## Task prompt
Give the entries again, precisely as they were written.

## Data for review
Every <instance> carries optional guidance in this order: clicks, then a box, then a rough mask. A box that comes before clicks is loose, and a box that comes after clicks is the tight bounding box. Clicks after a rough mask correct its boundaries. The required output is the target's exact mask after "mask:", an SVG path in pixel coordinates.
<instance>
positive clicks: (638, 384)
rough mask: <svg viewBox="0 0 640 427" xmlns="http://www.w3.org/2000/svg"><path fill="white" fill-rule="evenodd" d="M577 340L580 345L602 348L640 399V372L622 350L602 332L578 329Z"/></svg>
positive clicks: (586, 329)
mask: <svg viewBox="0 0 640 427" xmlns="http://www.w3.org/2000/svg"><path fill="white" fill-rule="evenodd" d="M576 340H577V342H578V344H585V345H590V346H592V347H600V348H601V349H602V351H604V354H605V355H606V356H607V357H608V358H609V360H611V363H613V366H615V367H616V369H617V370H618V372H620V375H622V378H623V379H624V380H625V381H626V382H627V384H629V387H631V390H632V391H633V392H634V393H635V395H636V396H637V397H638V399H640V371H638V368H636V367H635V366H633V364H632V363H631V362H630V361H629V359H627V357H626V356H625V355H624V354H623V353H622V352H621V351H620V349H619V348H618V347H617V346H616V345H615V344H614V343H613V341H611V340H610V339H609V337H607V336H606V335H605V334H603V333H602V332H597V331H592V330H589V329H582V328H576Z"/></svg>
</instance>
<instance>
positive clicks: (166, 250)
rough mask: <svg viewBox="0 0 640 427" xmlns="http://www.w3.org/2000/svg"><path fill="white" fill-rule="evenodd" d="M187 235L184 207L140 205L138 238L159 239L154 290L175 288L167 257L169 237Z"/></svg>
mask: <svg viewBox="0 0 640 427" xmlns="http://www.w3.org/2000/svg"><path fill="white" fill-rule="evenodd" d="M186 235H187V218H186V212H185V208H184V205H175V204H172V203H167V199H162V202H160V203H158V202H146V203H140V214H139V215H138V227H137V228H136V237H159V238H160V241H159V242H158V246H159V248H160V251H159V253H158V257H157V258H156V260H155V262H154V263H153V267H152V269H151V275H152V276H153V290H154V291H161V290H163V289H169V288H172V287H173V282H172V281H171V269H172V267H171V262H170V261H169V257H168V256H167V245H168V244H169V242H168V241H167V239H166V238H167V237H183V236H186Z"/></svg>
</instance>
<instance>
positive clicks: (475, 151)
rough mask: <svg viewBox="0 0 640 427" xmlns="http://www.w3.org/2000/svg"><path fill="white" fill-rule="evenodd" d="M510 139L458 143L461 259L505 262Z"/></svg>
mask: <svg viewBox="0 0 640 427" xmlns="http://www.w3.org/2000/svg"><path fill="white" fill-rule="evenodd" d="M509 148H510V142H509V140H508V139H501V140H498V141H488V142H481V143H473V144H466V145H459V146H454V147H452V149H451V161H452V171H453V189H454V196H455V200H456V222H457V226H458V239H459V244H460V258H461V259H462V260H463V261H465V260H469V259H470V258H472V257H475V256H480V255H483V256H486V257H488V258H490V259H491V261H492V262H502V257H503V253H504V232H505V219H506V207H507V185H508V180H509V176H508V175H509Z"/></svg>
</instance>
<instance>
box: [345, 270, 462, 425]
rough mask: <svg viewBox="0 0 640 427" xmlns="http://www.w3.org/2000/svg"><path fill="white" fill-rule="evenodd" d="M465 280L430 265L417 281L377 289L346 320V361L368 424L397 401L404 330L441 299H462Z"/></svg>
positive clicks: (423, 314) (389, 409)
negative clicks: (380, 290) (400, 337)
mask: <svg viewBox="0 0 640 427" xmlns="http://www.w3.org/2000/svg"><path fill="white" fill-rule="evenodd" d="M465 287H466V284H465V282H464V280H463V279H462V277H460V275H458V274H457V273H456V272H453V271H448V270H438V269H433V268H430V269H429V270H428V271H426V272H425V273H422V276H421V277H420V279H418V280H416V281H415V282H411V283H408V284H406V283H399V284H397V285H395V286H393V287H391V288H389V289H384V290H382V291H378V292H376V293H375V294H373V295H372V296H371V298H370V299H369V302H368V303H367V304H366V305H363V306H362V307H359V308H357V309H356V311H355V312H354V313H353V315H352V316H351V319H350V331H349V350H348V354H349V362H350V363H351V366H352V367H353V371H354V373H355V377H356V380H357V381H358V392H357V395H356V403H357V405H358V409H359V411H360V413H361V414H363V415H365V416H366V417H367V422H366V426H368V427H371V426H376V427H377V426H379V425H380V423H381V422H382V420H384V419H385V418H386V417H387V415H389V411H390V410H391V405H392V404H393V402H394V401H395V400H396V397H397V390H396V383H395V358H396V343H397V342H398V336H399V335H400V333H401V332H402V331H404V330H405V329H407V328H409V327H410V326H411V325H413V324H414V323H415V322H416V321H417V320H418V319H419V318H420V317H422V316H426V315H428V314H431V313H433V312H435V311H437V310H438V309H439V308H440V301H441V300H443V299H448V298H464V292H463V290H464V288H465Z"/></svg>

## Result for this task
Every <instance> carries optional guidance in this order: clicks, then a box, then a rough mask. A box that comes before clicks is loose, and a box that comes after clicks is the tight bounding box. Clicks after a rough mask correct its boundaries. The required output is the target's exact mask after "mask:", an SVG path in pixel coordinates.
<instance>
positive clicks: (638, 384)
rough mask: <svg viewBox="0 0 640 427" xmlns="http://www.w3.org/2000/svg"><path fill="white" fill-rule="evenodd" d="M577 340L580 345L602 348L640 399V372L622 350L602 332L578 329Z"/></svg>
positive clicks: (586, 329)
mask: <svg viewBox="0 0 640 427" xmlns="http://www.w3.org/2000/svg"><path fill="white" fill-rule="evenodd" d="M576 340H577V342H578V344H585V345H590V346H592V347H600V348H601V349H602V351H604V354H605V355H606V356H607V357H608V358H609V360H611V363H613V366H615V367H616V369H617V370H618V372H620V375H622V378H623V379H624V380H625V381H626V382H627V384H629V387H631V390H632V391H633V392H634V393H635V395H636V396H637V397H638V399H640V371H638V368H636V367H635V366H633V364H632V363H631V362H630V361H629V359H627V357H626V356H625V355H624V354H623V353H622V352H621V351H620V349H619V348H618V347H617V346H616V345H615V344H614V343H613V341H611V340H610V339H609V337H607V336H606V335H605V334H603V333H602V332H597V331H592V330H589V329H582V328H576Z"/></svg>
</instance>
<instance>
positive clicks: (166, 250)
rough mask: <svg viewBox="0 0 640 427" xmlns="http://www.w3.org/2000/svg"><path fill="white" fill-rule="evenodd" d="M187 235L184 207L140 205L138 238L159 239L154 290L175 288L167 257L169 237Z"/></svg>
mask: <svg viewBox="0 0 640 427" xmlns="http://www.w3.org/2000/svg"><path fill="white" fill-rule="evenodd" d="M186 235H187V218H186V212H185V208H184V205H175V204H172V203H167V199H162V202H160V203H158V202H146V203H140V214H139V215H138V227H137V228H136V237H159V238H160V241H159V242H158V246H159V248H160V251H159V253H158V257H157V258H156V260H155V262H154V263H153V267H152V269H151V275H152V276H153V290H154V291H161V290H163V289H169V288H172V287H173V282H172V281H171V269H172V267H171V262H170V261H169V257H168V256H167V245H168V244H169V242H168V241H167V239H166V238H167V237H183V236H186Z"/></svg>
</instance>
<instance>
positive clicks: (475, 151)
rough mask: <svg viewBox="0 0 640 427" xmlns="http://www.w3.org/2000/svg"><path fill="white" fill-rule="evenodd" d="M510 139L458 143L461 259L505 262Z"/></svg>
mask: <svg viewBox="0 0 640 427" xmlns="http://www.w3.org/2000/svg"><path fill="white" fill-rule="evenodd" d="M509 148H510V142H509V140H508V139H501V140H498V141H488V142H481V143H473V144H466V145H459V146H454V147H452V149H451V161H452V171H453V189H454V196H455V200H456V222H457V226H458V239H459V244H460V258H461V259H462V260H463V261H465V260H469V259H470V258H472V257H475V256H480V255H483V256H486V257H488V258H490V259H491V261H492V262H502V257H503V253H504V232H505V219H506V207H507V185H508V180H509V176H508V175H509Z"/></svg>
</instance>
<instance>
box: [345, 270, 462, 425]
rough mask: <svg viewBox="0 0 640 427" xmlns="http://www.w3.org/2000/svg"><path fill="white" fill-rule="evenodd" d="M465 280L430 265L417 281L377 289L346 320V361L368 424L397 401L404 330L441 299H462Z"/></svg>
positive clicks: (423, 314) (389, 409)
negative clicks: (380, 290) (400, 337)
mask: <svg viewBox="0 0 640 427" xmlns="http://www.w3.org/2000/svg"><path fill="white" fill-rule="evenodd" d="M465 287H466V284H465V282H464V280H463V279H462V277H460V275H458V274H457V273H456V272H453V271H448V270H438V269H433V268H430V269H429V270H428V271H426V272H425V273H422V276H421V277H420V279H418V280H416V281H415V282H411V283H408V284H406V283H399V284H397V285H395V286H393V287H391V288H389V289H384V290H382V291H378V292H376V293H375V294H373V295H372V296H371V298H370V299H369V302H368V303H367V304H366V305H363V306H362V307H359V308H357V309H356V311H355V312H354V313H353V315H352V316H351V319H350V331H349V350H348V354H349V362H350V363H351V366H352V367H353V371H354V373H355V377H356V380H357V381H358V392H357V395H356V403H357V405H358V409H359V411H360V413H361V414H363V415H365V416H366V417H367V422H366V426H368V427H371V426H376V427H377V426H379V425H380V423H381V422H382V420H384V419H385V418H386V417H387V415H389V411H390V410H391V405H392V404H393V402H394V401H395V400H396V397H397V390H396V383H395V358H396V343H397V342H398V336H399V335H400V333H401V332H402V331H404V330H405V329H407V328H409V327H410V326H411V325H413V324H414V323H415V322H416V321H417V320H418V319H419V318H420V317H422V316H426V315H428V314H431V313H433V312H435V311H437V310H438V309H439V308H440V301H441V300H443V299H448V298H464V292H463V290H464V288H465Z"/></svg>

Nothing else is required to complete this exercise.